#### Aufgaben
1. Nenne alle Personen, die im Seitenauszug namentlich erwähnt werden.
2. Führe den Seitenauszug über Licht und Schatten im Glauben nach seinem letzten Satz weiter.

#### Seitenauszug
%%
"Ein Volk, das im Schatten sitzt“ muss sich entscheiden für Licht oder Schatten

Der Glaube vermittelt einen neuen Geschmack am Leben, ein freudiges Dasein auf der Welt. Jeder Christgläubige kann das entdecken – wie einst zu Zeiten Jesu das Volk von Galiläa. Zum Ausdruck kommt der christliche Glaube in der Hingabe für die anderen, schreibt Thomas Schauff in seiner Meditation zum Evangelium des 3. Sonntags im Jahreskreis.

Was ist? Was ist man nicht? Eines Schattens Traum der Mensch! Sobald aber Glanz, gottgegebener, kommt, ist strahlend Licht bei den Menschen, freundlich ihr Dasein.(Pindar 5. Jhdt. v. Chr.)
%%
#### Vorliegende Datensätze
%%
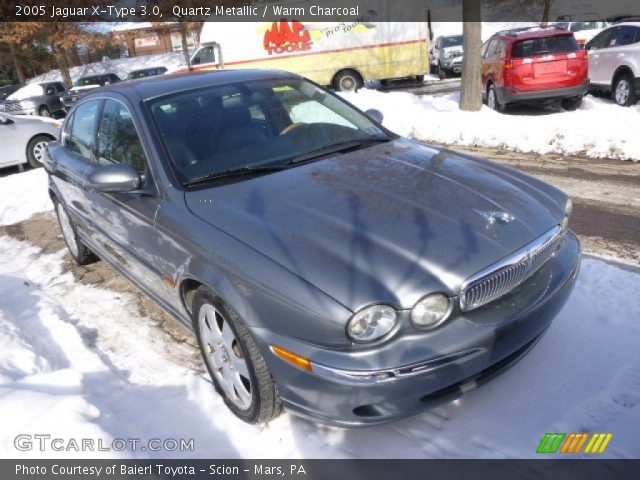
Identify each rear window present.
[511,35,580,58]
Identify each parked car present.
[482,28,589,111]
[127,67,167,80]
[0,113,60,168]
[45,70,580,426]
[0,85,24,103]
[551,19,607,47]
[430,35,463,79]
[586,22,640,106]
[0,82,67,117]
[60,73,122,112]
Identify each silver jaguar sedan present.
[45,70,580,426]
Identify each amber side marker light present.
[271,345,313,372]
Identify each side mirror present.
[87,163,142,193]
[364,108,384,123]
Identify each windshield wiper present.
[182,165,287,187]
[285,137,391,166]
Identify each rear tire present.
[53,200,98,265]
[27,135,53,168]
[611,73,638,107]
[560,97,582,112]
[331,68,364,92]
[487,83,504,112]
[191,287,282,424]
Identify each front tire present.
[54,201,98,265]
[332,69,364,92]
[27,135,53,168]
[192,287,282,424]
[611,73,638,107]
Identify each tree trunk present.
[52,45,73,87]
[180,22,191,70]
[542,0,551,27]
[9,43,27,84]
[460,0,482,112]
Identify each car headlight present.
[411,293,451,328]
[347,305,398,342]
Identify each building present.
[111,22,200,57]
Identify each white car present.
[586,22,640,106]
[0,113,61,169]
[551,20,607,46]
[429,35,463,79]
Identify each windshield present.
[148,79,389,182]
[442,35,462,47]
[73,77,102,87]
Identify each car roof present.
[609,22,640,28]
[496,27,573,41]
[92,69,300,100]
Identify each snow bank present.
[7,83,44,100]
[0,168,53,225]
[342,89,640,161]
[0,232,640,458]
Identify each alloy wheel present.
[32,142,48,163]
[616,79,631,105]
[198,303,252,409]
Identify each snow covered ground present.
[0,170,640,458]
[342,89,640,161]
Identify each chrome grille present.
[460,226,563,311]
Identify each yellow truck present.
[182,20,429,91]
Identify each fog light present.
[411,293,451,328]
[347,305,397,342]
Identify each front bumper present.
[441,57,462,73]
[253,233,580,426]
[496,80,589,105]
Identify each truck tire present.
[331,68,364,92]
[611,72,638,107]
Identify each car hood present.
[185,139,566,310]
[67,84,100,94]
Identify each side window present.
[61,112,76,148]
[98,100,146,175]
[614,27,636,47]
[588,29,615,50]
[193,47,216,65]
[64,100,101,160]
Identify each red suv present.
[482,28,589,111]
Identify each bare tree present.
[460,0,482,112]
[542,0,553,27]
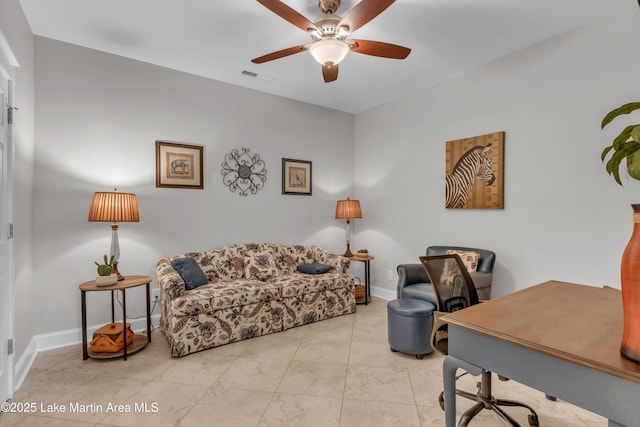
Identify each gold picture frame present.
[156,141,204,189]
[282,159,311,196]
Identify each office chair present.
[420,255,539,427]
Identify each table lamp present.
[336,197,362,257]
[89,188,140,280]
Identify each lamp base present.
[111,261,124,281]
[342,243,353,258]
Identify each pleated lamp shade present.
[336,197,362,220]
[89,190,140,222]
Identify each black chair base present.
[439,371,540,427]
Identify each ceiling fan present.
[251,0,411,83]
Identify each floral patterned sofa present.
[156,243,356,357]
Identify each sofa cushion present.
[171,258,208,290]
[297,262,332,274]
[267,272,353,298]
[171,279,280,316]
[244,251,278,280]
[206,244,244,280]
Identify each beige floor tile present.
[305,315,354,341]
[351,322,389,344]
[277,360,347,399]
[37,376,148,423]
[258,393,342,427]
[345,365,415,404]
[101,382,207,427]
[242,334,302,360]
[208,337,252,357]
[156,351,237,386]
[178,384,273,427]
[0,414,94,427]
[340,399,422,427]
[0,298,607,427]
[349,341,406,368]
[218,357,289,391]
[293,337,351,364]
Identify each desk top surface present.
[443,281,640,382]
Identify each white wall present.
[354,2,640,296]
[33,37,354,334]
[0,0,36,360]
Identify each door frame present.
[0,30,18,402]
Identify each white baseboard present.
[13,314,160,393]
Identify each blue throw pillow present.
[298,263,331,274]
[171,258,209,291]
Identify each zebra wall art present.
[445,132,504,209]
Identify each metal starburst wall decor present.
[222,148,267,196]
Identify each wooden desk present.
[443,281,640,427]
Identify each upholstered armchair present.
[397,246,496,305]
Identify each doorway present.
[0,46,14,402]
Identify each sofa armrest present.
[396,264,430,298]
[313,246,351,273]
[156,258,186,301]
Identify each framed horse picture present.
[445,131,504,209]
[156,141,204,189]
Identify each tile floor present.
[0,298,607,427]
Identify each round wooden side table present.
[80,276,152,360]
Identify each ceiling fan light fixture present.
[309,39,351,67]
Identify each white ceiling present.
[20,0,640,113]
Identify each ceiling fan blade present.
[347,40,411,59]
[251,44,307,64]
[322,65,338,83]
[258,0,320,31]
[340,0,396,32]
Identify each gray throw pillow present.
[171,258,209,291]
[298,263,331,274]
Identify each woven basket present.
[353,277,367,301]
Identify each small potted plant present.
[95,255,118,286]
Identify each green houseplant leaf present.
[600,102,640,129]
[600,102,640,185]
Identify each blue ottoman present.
%%
#### Erwartete Antworten
1. Jesus, Thomas Schauff, Pindar

2.
Eines Schattens Traum der Mensch! – σκιάςόναρ άνθρωπος: eine Grabinschrift in griechischer Sprache, die manches Grab auf dem Melaten-Friedhof in Köln ziert. Man sieht kein christliches Symbol, man liest keinen Gedanken aus der Heiligen Schrift oder der Liturgie der Kirche, nur das Zitat des vorchristlichen Lyrikers Pindar.

Wir staunen nicht wenig, wenn wir im Tagesevangelium des dritten Sonntags hören: denen, die im Schattenreich des Todes wohnten, ist ein Licht erschienen. - τοῖς καθημένοις ἐν χώρᾳ καὶ σκιᾷ θανάτου φῶς ἀνέτειλεν αὐτοῖς. (Jesaja)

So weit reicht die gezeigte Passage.